#### THE PROBLEM
Give back each entry exactly as written, apart from the pictures.
------ SUPPLIED DATA
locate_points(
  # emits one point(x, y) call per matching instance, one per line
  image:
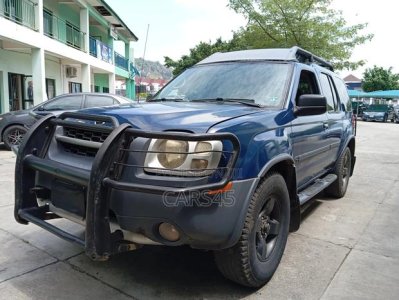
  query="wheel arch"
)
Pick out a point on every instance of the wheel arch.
point(285, 166)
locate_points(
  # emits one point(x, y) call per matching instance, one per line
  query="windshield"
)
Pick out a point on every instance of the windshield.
point(263, 83)
point(378, 107)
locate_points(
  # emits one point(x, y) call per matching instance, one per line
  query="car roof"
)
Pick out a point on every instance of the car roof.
point(294, 54)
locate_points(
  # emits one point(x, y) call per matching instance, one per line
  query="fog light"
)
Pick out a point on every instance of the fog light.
point(169, 232)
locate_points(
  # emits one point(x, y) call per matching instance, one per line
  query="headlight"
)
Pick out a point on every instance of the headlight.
point(172, 153)
point(183, 158)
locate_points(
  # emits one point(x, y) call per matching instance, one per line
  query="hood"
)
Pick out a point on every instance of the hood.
point(192, 117)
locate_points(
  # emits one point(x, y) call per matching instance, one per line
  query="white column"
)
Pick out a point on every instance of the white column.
point(84, 27)
point(111, 83)
point(38, 76)
point(39, 16)
point(4, 95)
point(86, 78)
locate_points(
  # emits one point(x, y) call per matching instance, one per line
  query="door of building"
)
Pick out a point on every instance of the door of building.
point(20, 91)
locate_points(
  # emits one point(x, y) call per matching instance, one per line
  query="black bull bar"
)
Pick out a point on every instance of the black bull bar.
point(99, 242)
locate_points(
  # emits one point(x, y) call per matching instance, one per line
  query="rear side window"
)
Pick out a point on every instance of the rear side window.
point(307, 84)
point(328, 92)
point(65, 103)
point(93, 101)
point(346, 104)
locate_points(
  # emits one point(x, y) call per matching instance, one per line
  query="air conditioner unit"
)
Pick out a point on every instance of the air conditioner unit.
point(71, 72)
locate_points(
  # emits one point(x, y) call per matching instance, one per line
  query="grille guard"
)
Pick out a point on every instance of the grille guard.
point(99, 242)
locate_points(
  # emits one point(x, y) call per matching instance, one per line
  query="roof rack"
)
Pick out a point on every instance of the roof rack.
point(306, 57)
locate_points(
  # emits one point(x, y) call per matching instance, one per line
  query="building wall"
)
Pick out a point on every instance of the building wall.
point(101, 80)
point(53, 71)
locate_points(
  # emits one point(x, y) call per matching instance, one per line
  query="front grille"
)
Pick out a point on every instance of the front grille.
point(82, 134)
point(79, 150)
point(86, 135)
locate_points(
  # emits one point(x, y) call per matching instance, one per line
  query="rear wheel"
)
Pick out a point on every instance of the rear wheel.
point(13, 136)
point(343, 171)
point(254, 259)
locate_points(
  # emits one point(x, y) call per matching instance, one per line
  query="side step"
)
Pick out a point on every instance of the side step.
point(315, 188)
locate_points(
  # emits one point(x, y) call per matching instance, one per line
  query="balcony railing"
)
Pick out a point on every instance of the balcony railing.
point(63, 31)
point(121, 61)
point(100, 50)
point(19, 11)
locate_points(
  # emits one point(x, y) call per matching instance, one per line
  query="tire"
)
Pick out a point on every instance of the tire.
point(13, 135)
point(256, 256)
point(343, 170)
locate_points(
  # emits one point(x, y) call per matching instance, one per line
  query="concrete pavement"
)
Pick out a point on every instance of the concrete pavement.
point(345, 249)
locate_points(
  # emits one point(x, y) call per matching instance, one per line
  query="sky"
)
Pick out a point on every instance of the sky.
point(175, 26)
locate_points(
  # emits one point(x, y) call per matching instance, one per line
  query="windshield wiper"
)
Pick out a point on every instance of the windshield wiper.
point(249, 102)
point(167, 99)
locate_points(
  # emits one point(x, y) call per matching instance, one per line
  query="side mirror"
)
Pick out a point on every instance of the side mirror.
point(310, 105)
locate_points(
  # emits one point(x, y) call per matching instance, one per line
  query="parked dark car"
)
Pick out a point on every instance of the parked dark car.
point(15, 124)
point(396, 108)
point(379, 112)
point(223, 158)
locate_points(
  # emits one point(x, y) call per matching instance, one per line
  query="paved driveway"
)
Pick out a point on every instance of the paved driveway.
point(345, 249)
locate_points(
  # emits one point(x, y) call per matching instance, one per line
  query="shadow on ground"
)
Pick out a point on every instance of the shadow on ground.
point(167, 272)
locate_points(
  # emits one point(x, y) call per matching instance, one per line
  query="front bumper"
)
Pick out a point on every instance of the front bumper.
point(204, 220)
point(378, 118)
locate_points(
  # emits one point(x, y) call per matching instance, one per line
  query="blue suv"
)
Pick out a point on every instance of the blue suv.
point(223, 158)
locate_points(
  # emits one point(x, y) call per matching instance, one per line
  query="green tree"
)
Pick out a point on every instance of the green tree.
point(310, 24)
point(380, 79)
point(201, 51)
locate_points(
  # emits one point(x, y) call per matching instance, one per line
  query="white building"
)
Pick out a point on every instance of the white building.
point(52, 47)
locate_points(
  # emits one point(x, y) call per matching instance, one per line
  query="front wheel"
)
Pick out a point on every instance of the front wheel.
point(13, 136)
point(343, 170)
point(254, 259)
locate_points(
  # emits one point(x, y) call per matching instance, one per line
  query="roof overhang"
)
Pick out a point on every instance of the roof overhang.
point(112, 17)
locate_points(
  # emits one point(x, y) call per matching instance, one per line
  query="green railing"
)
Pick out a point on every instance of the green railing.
point(121, 61)
point(63, 31)
point(19, 11)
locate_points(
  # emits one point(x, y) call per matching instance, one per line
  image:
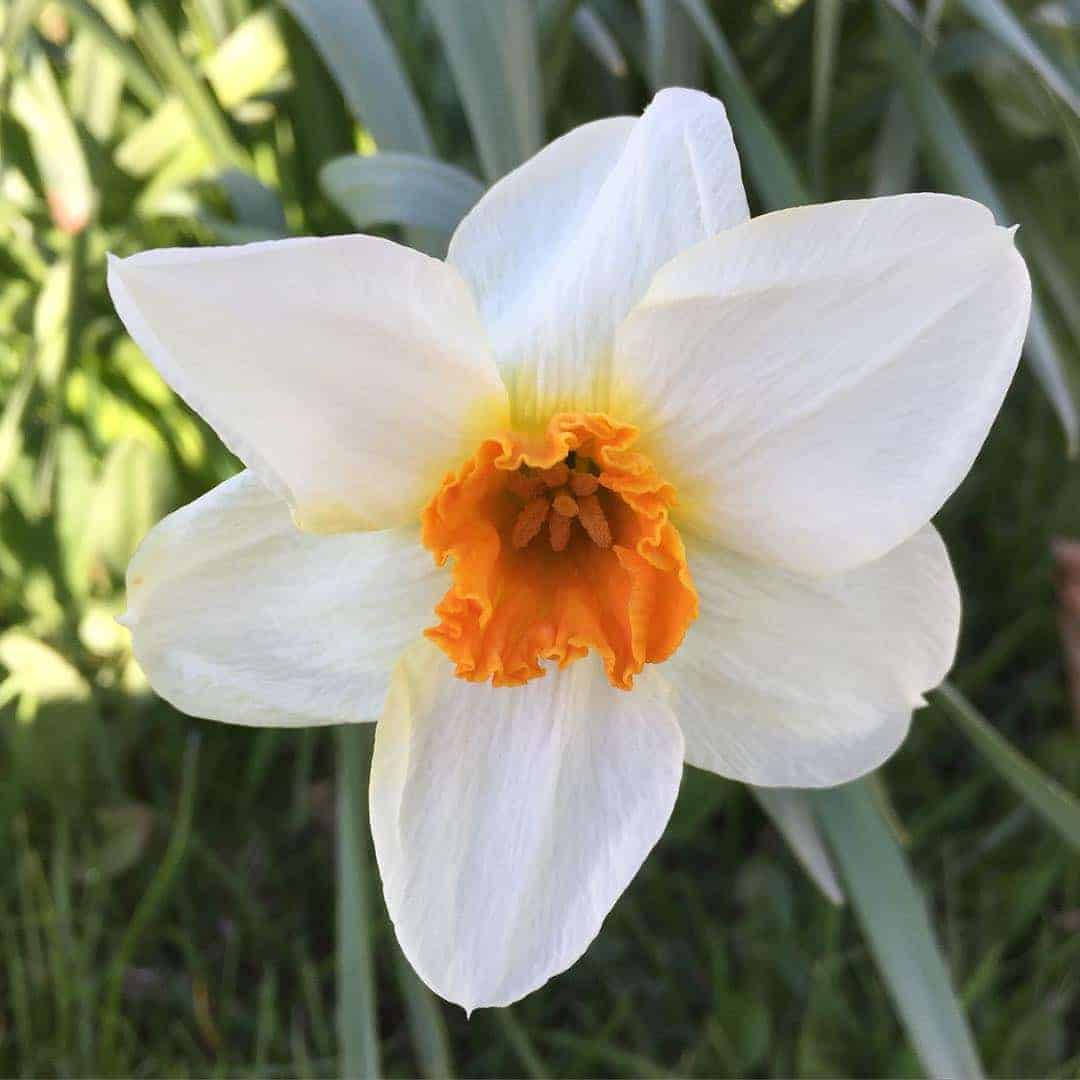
------------
#### SOLUTION TO THE EXERCISE
locate_points(
  # emits one point(x, y) call per matching instance, one per line
  image:
  query="wheel arch"
)
Pick out a point on every instance of the wheel arch.
point(285, 166)
locate_points(
  # emits one point(x, y) call per matching instance, one per line
  query="windshield"
)
Pick out a point on every instance of the windshield.
point(263, 83)
point(378, 107)
locate_points(
  # emits one point(x, y) call per matching instance, one per line
  query="car roof"
)
Pick out a point on every instance of the car roof.
point(294, 54)
locate_points(
  # emits one point(x, y) call per matching instance, one per line
  query="fog light"
)
Pick out a point on every instance of the fog light.
point(169, 232)
locate_points(
  # emits one point(x, y) call per matching instance, one per line
  query="headlight"
)
Pick out a point on every instance of the headlight.
point(172, 153)
point(183, 158)
locate_points(
  # emits one point(x, y) call per matching instance, one per line
  query="hood"
)
Pick out a point on every instance of the hood.
point(192, 117)
locate_points(
  # emits one point(x, y) call per matching instance, one per line
  query="white column"
)
Pick out a point on every instance of the white column.
point(84, 27)
point(111, 83)
point(38, 76)
point(39, 16)
point(4, 95)
point(86, 78)
locate_points(
  # emits one point(x, y) call per matching instance, one per line
  query="door of building"
)
Pick out a point on every instance of the door of building.
point(20, 91)
locate_points(
  # emits one point(x, y) call per matching instance, one per line
  query="black bull bar"
)
Pick out a point on every instance of the black bull bar.
point(99, 242)
locate_points(
  # emits one point(x, y) call per matching instance, one per line
  query="rear side window"
)
Pick out a point on every instance of the rear side window.
point(307, 84)
point(328, 92)
point(65, 103)
point(93, 101)
point(346, 104)
locate_points(
  # emits one point(x, y) call per matching instance, one per line
  query="air conditioner unit"
)
Pick out a point on every instance of the air conditioner unit.
point(71, 72)
locate_points(
  # emits one point(x, y) call per matching instance, one per line
  query="grille guard"
)
Pick out a point on every instance of the grille guard.
point(99, 242)
locate_points(
  # emits one point(x, y) call per matching instance, one per line
  query="roof rack"
)
Pick out a point on every instance of the roof rack.
point(306, 57)
locate_points(
  # emits one point(x, y) call per matching instance, one per line
  query="building wall"
)
Pick out a point on every instance of the building wall.
point(101, 80)
point(53, 71)
locate_points(
  # emits one point(x, y) call per matching instance, one per line
  query="front grille"
)
Pick out a point on every instance of the front grille.
point(82, 134)
point(79, 150)
point(86, 135)
locate_points(
  # emits one point(x, y) call per matching instance, one per line
  query="rear wheel"
)
Pick out a point on every instance of the rear wheel.
point(13, 136)
point(343, 171)
point(254, 259)
locate_points(
  # emits one point(x, y) call per matching instance, one per line
  query="side step"
)
Pick out a point on every instance of the side step.
point(315, 188)
locate_points(
  # emits one point(x, y) call per matching instance, one per line
  query="balcony railing"
)
Pick out a point on every instance of the balcony railing.
point(63, 31)
point(121, 61)
point(100, 50)
point(19, 11)
locate_points(
  # emits one point(x, y) call per matching instance, one per line
  query="tire"
)
Pick out a point on every instance of the tire.
point(13, 135)
point(256, 256)
point(343, 170)
locate_points(
  # emits one point(x, y) call per matching instance, one per line
  query="concrete pavement"
)
Pick out a point on every instance of the concrete pavement.
point(345, 249)
locate_points(
  # emits one point(x, y) call per matching instance, one per line
  query="sky"
)
Pick out a point on every instance of the sky.
point(175, 26)
locate_points(
  # emits one point(x, y) call per matching instance, one per line
  query="windshield wiper"
)
Pick out a point on every instance of the windshield wiper.
point(249, 102)
point(167, 99)
locate_points(
  # emits one point(x, y) call per matching instance, one per line
  query="side mirror"
)
Pick out a point on every instance of the side mirror.
point(310, 105)
locate_points(
  # emits one point(x, y) call per matching instance, one per line
  query="parked dark car"
)
Pick out a point on every instance of the parked dark car.
point(15, 124)
point(396, 108)
point(379, 112)
point(223, 158)
locate_points(
  # emits one point(x, y) call per matching instance, one per line
  query="paved driveway"
)
Pick out a point on every instance of the paved driveway.
point(345, 249)
locate_points(
  # emits one point(x, y) call per matching instance, one per line
  query="shadow on ground"
)
Pick out a point on every instance of the shadow on ground.
point(167, 272)
locate_points(
  # emits one point(x, y) call per matching instance, one per line
  query="front bumper"
)
Pick out a point on every instance of the front bumper.
point(204, 220)
point(378, 118)
locate_points(
  # emits one point(x, y) call per matching instance, one per line
  query="blue suv"
)
Pick out a point on every instance of the blue suv.
point(223, 158)
locate_points(
  # emits one point(x, y) call per matching instance, one per line
  query="green tree"
)
Pick out a point on every instance of the green tree.
point(310, 24)
point(380, 79)
point(201, 51)
locate_points(
  # emits one point(x, y) call per matching instance, one per line
  query="white building"
)
Pick out a point on every instance of the white building.
point(52, 47)
locate_points(
  # emits one point(x, y) call per matching instance, one per line
  query="front wheel"
)
Pick out a point on every instance of the front wheel.
point(13, 136)
point(343, 170)
point(254, 259)
locate_points(
  # emits one point(x, y) call per matching instance, one per line
  query="roof overhang"
)
Pick out a point on every instance of the roof overhang.
point(112, 17)
locate_points(
  # emits one point(x, y) call per matching instance, one per line
  query="green railing"
)
Pick out a point on every instance of the green railing.
point(121, 61)
point(63, 31)
point(19, 11)
locate_points(
  # emits one point(x, y) call per matching instance, one per line
  image:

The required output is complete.